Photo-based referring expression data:

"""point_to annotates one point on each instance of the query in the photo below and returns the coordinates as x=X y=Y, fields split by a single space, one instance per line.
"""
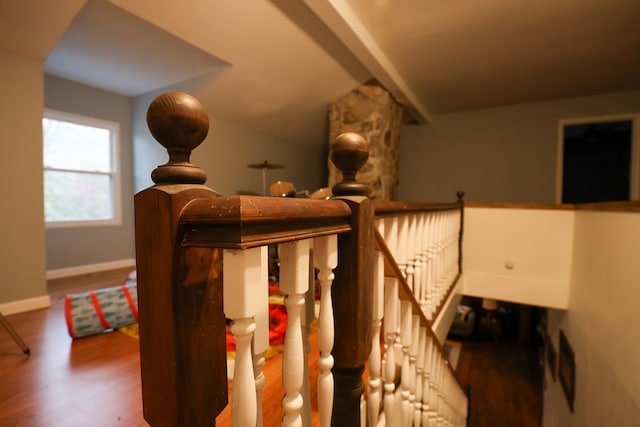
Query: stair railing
x=202 y=259
x=417 y=266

How to complete this task: Except for the pictures, give the data again word for word.

Exercise output:
"""point_to annotates one point on each instance of the query in the photo below and returns the coordinates as x=X y=Y, fields split by a single space, one instance per line.
"""
Query: stair railing
x=202 y=259
x=417 y=266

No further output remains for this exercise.